* begin INPUT RECORDS *

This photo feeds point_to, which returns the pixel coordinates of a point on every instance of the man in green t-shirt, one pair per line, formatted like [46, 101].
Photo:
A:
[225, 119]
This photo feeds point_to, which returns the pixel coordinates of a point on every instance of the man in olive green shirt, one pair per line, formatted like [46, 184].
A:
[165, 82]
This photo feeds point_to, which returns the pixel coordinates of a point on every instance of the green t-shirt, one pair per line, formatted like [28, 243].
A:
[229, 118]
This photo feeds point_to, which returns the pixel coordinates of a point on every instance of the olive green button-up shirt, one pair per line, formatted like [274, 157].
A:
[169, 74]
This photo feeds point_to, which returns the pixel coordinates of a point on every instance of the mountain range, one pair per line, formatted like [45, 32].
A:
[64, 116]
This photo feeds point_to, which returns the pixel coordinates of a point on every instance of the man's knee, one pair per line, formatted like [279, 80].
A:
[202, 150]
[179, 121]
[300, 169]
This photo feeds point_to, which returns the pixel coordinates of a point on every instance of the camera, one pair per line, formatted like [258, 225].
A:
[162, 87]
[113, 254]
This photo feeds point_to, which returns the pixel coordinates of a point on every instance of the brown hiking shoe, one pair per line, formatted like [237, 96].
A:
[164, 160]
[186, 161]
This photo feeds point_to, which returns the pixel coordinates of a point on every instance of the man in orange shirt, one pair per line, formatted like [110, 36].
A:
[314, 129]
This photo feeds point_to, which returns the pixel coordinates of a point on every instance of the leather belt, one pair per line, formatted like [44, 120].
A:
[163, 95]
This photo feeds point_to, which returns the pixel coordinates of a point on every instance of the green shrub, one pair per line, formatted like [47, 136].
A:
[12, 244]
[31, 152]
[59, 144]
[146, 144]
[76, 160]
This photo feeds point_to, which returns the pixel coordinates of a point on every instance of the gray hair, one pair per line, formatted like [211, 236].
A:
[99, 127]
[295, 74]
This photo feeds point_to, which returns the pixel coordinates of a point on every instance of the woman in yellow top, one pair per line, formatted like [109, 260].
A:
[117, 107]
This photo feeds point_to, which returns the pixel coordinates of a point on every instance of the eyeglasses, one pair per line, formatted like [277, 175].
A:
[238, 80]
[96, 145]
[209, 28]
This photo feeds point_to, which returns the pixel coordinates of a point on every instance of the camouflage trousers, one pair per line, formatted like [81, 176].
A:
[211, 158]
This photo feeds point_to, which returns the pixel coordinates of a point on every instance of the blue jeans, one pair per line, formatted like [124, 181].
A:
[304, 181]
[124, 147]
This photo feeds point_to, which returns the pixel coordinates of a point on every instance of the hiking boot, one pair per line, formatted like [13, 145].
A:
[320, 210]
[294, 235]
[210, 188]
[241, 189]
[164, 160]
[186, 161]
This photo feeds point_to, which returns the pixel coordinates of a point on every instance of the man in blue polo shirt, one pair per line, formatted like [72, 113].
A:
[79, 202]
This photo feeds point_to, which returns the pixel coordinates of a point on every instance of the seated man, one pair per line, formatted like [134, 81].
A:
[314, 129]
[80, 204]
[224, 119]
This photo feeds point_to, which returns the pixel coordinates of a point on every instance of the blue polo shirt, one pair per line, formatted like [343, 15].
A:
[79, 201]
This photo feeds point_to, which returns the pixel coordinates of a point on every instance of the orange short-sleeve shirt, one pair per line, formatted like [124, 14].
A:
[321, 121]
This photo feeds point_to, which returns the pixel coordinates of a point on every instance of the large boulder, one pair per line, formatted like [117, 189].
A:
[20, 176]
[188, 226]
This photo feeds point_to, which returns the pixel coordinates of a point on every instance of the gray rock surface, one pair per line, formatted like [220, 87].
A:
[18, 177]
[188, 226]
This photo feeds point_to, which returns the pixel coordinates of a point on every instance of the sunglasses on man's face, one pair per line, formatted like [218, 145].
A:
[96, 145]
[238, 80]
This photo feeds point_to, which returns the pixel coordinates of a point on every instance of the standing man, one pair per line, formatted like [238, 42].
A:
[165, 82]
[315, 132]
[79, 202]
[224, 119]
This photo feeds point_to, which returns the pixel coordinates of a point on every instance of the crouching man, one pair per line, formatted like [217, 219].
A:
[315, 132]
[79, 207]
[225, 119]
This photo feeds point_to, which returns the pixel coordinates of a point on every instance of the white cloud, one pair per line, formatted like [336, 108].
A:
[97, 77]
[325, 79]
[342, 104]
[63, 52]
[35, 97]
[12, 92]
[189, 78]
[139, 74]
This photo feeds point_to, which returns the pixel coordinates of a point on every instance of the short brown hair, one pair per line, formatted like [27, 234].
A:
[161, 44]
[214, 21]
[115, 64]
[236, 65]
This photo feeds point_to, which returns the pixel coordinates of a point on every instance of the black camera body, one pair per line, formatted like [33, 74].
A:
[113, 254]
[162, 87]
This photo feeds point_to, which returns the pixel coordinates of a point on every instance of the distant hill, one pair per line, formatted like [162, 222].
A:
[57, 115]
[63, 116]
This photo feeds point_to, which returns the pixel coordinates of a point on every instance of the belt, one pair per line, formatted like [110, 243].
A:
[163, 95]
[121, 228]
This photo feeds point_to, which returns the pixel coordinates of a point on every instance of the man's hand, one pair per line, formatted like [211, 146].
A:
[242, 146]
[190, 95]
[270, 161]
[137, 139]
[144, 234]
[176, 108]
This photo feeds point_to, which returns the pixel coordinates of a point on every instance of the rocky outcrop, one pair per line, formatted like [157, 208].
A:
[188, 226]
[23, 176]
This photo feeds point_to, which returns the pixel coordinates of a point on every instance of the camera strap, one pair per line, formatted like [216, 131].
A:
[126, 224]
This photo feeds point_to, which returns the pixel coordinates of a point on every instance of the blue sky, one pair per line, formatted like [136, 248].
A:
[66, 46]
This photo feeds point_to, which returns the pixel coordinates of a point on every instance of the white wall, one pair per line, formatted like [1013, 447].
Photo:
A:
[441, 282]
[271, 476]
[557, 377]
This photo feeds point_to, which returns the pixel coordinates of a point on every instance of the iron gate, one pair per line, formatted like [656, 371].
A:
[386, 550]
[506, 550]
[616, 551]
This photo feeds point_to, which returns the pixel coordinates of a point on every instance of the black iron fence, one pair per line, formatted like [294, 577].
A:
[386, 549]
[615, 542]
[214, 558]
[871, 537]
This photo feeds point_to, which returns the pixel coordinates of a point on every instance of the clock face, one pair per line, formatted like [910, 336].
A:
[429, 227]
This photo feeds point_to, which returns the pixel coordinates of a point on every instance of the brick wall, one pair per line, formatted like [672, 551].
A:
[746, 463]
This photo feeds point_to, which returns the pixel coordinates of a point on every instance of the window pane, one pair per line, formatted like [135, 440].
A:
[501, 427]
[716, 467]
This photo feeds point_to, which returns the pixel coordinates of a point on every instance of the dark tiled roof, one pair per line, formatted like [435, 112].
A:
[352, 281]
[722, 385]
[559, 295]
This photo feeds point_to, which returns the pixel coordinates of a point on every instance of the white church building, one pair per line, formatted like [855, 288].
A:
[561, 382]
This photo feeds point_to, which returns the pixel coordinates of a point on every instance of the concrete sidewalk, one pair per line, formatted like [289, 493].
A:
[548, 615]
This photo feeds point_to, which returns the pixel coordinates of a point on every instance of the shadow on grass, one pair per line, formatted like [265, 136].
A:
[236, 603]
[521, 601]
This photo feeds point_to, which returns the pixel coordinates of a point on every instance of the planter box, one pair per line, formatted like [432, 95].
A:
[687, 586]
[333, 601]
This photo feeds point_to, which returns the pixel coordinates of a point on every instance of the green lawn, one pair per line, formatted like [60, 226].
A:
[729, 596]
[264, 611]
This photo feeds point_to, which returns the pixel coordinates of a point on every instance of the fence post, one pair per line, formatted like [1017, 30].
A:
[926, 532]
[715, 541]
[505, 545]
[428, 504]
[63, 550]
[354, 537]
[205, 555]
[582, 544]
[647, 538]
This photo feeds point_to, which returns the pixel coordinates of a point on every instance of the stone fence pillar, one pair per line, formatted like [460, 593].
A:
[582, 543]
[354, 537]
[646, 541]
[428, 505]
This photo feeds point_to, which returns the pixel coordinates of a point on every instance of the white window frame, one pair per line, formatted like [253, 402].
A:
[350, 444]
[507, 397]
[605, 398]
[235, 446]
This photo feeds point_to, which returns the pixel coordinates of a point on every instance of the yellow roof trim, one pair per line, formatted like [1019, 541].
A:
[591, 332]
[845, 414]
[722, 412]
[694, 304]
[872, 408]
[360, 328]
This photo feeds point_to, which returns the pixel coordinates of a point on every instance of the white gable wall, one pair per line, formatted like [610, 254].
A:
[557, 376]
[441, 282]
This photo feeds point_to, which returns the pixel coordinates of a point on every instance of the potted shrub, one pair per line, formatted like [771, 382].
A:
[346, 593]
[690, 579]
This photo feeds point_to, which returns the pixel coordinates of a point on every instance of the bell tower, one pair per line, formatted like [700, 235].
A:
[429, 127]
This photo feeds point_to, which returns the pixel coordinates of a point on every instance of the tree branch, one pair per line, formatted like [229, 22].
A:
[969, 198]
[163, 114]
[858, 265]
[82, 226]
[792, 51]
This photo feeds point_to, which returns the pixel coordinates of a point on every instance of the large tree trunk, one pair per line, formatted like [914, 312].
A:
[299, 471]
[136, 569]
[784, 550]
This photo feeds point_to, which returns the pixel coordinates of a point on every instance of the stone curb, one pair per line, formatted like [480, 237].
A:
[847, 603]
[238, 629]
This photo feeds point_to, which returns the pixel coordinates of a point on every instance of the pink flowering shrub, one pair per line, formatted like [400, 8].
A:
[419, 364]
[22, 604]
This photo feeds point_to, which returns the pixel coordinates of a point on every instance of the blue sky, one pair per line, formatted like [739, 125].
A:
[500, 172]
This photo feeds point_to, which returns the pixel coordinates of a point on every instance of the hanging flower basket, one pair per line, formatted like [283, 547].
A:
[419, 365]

* end INPUT RECORDS *

_JOB_
Copy exactly the lines from the one containing "like [1019, 541]." through the last line of the records, both included, and nothing else.

_FULL OUTPUT_
This photo feeds point_to, which returns the pixel coordinates of a point on every instance of the yellow roof trim, one pair per line, formatted like [1019, 541].
A:
[591, 332]
[845, 414]
[722, 412]
[694, 304]
[872, 408]
[360, 328]
This photo feeds point_to, which returns the pixel coordinates of a point on every instance of the white gable wall, one pair per line, formatted like [610, 254].
A:
[557, 376]
[441, 282]
This photo feeds point_to, which returns the pixel coordinates of a point on every instance of the potted shrub, one pair per line, formatted like [771, 382].
A:
[346, 593]
[690, 579]
This photo feeds point_to, which returns the pixel coordinates of a point on every instance of the bell tower, one pair per line, formatted like [700, 235].
A:
[429, 127]
This photo feeds point_to, which returns the pixel coordinates of a point on every instance of the tree branch, one pair per line, formatted like [229, 22].
A:
[969, 198]
[163, 114]
[858, 265]
[82, 226]
[792, 51]
This photo feeds point_to, which returns the pixel coordinates of a point on every instance of the large tree trunk, one pair per line, formatted like [914, 312].
A:
[299, 471]
[136, 569]
[784, 550]
This photo feeds point_to, which returns the pixel coordinates of a point on every instance of the stone curb, one pair per line, formatted like [480, 237].
A:
[847, 603]
[238, 629]
This photo feeds point_to, which returns the pixel coordinates of a point on every instance of the pink flowering shrub, one pair per line, formatted like [400, 8].
A:
[419, 364]
[22, 604]
This photo feeds point_to, which returns the pixel coordinates of a point on every instance of the blue sky, one pair per line, formatted like [739, 125].
A:
[500, 172]
This photo feeds point_to, which returns the pixel coordinates of a point on every instance of the hanging flower basket, one pair per line, formatted like [283, 547].
A:
[419, 365]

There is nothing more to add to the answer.